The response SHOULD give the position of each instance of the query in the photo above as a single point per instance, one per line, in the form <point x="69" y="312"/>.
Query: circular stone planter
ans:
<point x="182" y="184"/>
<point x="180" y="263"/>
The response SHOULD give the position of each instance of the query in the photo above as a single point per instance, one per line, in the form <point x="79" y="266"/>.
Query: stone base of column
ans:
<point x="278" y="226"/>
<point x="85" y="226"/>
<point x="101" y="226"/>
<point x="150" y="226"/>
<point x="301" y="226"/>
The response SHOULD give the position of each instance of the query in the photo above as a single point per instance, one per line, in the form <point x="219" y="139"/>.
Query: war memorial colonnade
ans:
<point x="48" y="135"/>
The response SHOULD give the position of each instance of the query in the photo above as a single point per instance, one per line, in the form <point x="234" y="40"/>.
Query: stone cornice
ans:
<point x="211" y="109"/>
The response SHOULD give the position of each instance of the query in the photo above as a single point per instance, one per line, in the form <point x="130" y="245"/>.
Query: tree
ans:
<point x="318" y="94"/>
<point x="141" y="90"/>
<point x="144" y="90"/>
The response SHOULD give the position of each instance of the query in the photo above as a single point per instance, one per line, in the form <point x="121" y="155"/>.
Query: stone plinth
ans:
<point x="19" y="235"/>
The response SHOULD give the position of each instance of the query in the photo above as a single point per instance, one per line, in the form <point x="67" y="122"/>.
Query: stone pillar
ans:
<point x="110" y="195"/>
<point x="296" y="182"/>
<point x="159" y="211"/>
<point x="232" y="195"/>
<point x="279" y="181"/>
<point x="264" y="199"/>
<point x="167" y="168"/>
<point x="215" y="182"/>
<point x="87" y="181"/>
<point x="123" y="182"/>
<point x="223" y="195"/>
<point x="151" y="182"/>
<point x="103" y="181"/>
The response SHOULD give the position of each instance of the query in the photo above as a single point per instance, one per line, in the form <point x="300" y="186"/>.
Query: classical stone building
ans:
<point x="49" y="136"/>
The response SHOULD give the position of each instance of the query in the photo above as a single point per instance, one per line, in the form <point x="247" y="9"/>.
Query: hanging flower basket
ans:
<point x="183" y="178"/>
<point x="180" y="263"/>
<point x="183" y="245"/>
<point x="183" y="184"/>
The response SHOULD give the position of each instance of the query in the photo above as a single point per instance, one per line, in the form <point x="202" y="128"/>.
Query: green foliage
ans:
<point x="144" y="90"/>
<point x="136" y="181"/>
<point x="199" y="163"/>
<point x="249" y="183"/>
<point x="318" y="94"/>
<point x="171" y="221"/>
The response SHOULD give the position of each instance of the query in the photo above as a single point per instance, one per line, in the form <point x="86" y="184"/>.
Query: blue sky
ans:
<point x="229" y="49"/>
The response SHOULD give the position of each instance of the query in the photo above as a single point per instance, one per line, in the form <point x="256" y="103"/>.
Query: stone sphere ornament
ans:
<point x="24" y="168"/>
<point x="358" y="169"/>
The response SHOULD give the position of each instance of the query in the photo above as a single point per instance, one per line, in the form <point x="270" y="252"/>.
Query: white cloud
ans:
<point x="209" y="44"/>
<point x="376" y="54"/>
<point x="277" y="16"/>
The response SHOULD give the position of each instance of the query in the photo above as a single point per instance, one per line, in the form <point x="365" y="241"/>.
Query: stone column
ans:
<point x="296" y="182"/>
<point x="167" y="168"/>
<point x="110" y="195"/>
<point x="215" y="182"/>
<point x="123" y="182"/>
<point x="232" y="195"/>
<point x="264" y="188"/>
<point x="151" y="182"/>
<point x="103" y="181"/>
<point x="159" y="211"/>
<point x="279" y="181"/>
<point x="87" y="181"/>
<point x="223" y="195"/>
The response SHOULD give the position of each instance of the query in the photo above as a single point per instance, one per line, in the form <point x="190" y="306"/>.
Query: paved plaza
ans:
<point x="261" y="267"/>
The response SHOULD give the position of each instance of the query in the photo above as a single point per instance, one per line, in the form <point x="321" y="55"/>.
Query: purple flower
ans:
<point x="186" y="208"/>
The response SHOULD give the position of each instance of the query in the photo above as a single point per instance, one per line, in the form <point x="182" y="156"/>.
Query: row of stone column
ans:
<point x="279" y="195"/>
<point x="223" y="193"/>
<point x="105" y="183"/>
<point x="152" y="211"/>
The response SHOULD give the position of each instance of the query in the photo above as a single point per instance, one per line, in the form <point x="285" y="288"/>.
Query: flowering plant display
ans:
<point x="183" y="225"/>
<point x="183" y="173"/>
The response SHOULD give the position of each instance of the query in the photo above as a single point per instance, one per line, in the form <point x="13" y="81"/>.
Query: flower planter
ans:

----------------

● DIRECTION:
Extract all of the data shown above and repeat it verbatim.

● THE REPLY:
The response SHOULD give the position of each instance of the query in the photo above as a single point per instance, one per line, in the form <point x="69" y="312"/>.
Query: circular stone planter
ans:
<point x="182" y="184"/>
<point x="180" y="263"/>
The response SHOULD give the position of each instance of the query in the photo above as a single point per instance, one per line, in the form <point x="79" y="266"/>.
Query: stone base of column
ans:
<point x="278" y="226"/>
<point x="85" y="226"/>
<point x="101" y="226"/>
<point x="150" y="226"/>
<point x="301" y="226"/>
The response SHOULD give the position of each instance of the query in the photo above as a single point per instance, one per line, in the form <point x="219" y="139"/>.
Query: war memorial colonnade
ans:
<point x="48" y="135"/>
The response SHOULD give the position of each instance of the query in the photo above as a single point per instance, one per line, in the form <point x="234" y="40"/>.
Query: stone cornice
ans:
<point x="211" y="109"/>
The response SHOULD give the position of each instance of the query in the photo above as a single point per instance, one per line, in the form <point x="130" y="245"/>.
Query: tree
ans:
<point x="318" y="94"/>
<point x="141" y="90"/>
<point x="144" y="90"/>
The response SHOULD give the position of each instance of the query in the photo above as a single point per instance, one per line, in the form <point x="121" y="155"/>.
Query: stone plinth
ans:
<point x="19" y="235"/>
The response SHOULD give the position of each instance of the query in the photo above as a single point per instance, one per line, in the form <point x="67" y="122"/>.
Query: stone pillar
ans:
<point x="110" y="195"/>
<point x="296" y="182"/>
<point x="159" y="211"/>
<point x="232" y="195"/>
<point x="279" y="181"/>
<point x="264" y="199"/>
<point x="167" y="168"/>
<point x="215" y="182"/>
<point x="87" y="181"/>
<point x="123" y="182"/>
<point x="223" y="195"/>
<point x="151" y="182"/>
<point x="103" y="181"/>
The response SHOULD give the position of each instance of the query in the photo above as a single point per instance, one per line, in the form <point x="300" y="186"/>.
Query: classical stone building
ans:
<point x="49" y="136"/>
The response SHOULD give the position of each instance of the query in the photo above as a single point per instance, one per line, in the form <point x="247" y="9"/>.
Query: hanging flower basket
ans:
<point x="183" y="178"/>
<point x="180" y="263"/>
<point x="183" y="245"/>
<point x="183" y="184"/>
The response SHOULD give the position of each instance of the query in the photo above as a single point per instance, one per line, in the form <point x="202" y="128"/>.
Query: green foliage
ans:
<point x="144" y="90"/>
<point x="136" y="181"/>
<point x="199" y="163"/>
<point x="249" y="183"/>
<point x="318" y="94"/>
<point x="171" y="221"/>
The response SHOULD give the position of each instance of the query in the photo above as a single point per instance, one per line, in the form <point x="86" y="184"/>.
Query: blue sky
ans:
<point x="229" y="49"/>
The response SHOULD give the position of each instance of the query in the photo above as a single point per instance, one per line, in the form <point x="256" y="103"/>.
Query: stone sphere ornament
ans:
<point x="24" y="168"/>
<point x="358" y="169"/>
The response SHOULD give the position of each instance of the query in the photo above as a single point per instance, one per line, in the form <point x="270" y="252"/>.
Query: white cloud
ans:
<point x="209" y="44"/>
<point x="376" y="54"/>
<point x="277" y="16"/>
The response SHOULD give the position of each instance of the query in the photo above as a single point per instance, one per line, in the form <point x="365" y="241"/>.
Query: stone column
ans:
<point x="296" y="182"/>
<point x="167" y="168"/>
<point x="110" y="195"/>
<point x="215" y="182"/>
<point x="123" y="182"/>
<point x="232" y="195"/>
<point x="264" y="188"/>
<point x="151" y="182"/>
<point x="103" y="181"/>
<point x="159" y="211"/>
<point x="279" y="181"/>
<point x="87" y="181"/>
<point x="223" y="195"/>
The response SHOULD give the position of each instance of the query in the photo above as a single point per instance, one per line, in the form <point x="190" y="306"/>.
Query: paved plaza
ans:
<point x="261" y="267"/>
The response SHOULD give the position of each instance of the query in the photo above as a single point per instance, one per line, in the form <point x="321" y="55"/>.
Query: purple flower
ans:
<point x="186" y="208"/>
The response SHOULD give the position of each instance of the query in the photo above as a single point per instance, one per line, in the form <point x="182" y="156"/>.
Query: row of stone column
ans:
<point x="279" y="195"/>
<point x="223" y="193"/>
<point x="105" y="183"/>
<point x="152" y="211"/>
The response SHOULD give the position of each instance of the query in the photo above as a single point per instance, one per line, in the form <point x="285" y="288"/>.
Query: flowering plant display
ans:
<point x="183" y="225"/>
<point x="183" y="173"/>
The response SHOULD give the position of each instance of the query in the photo above as a single point per instance, one per line, in the form <point x="13" y="81"/>.
Query: flower planter
ans:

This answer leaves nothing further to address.